**WHAT YOU NEED TO DO**
Count how many lines below include the string "instance". Only that number should appear in the reply.

(Segmentation mask data)

►

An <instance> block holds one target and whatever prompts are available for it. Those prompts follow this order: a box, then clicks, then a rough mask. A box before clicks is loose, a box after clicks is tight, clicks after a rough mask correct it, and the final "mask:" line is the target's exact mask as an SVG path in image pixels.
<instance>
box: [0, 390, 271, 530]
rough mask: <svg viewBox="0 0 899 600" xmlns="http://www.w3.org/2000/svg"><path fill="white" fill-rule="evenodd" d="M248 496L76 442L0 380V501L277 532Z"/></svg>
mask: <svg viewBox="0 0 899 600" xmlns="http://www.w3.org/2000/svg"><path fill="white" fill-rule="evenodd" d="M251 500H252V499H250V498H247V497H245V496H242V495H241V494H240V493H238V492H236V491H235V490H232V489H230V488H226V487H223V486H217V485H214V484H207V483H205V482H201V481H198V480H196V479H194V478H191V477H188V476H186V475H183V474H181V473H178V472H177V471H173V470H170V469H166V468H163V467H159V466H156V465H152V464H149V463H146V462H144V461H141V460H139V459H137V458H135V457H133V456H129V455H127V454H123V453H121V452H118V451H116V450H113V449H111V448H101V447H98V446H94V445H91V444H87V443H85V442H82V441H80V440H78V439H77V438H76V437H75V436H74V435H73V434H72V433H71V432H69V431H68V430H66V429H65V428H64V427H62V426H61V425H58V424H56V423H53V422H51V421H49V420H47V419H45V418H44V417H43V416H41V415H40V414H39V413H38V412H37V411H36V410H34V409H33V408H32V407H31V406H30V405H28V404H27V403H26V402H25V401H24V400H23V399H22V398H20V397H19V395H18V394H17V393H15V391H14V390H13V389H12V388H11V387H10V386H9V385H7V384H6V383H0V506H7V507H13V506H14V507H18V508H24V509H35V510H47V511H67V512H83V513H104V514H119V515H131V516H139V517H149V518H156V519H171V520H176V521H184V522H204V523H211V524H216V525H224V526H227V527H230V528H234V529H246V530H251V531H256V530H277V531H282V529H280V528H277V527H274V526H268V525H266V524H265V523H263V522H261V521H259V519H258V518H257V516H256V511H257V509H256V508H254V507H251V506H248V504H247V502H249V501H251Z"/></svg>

◄
►

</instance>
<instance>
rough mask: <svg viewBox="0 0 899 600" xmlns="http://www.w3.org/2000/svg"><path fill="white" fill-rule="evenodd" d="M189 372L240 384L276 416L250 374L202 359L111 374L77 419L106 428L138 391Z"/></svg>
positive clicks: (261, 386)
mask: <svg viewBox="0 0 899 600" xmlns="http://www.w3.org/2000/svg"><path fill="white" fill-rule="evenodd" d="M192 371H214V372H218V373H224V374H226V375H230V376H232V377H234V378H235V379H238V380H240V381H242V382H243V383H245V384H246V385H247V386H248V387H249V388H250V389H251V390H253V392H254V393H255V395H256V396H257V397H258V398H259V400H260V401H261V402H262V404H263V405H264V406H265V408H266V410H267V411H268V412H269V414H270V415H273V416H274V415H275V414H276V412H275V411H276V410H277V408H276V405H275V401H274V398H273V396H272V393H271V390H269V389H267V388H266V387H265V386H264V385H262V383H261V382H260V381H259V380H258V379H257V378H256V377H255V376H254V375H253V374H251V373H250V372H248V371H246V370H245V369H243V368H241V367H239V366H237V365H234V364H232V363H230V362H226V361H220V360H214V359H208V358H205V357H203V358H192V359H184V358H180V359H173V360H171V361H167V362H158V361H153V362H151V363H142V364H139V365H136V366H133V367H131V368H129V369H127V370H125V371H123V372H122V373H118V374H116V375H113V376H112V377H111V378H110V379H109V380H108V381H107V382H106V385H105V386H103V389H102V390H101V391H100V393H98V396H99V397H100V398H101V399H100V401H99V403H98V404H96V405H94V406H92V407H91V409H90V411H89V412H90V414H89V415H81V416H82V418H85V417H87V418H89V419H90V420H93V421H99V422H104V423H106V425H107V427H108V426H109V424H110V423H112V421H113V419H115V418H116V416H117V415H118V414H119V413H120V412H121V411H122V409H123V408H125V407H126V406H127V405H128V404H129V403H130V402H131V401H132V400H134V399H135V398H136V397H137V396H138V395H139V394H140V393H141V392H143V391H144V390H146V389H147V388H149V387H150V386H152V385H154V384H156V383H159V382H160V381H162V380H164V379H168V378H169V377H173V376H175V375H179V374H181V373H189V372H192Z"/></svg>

◄

**REPLY**
4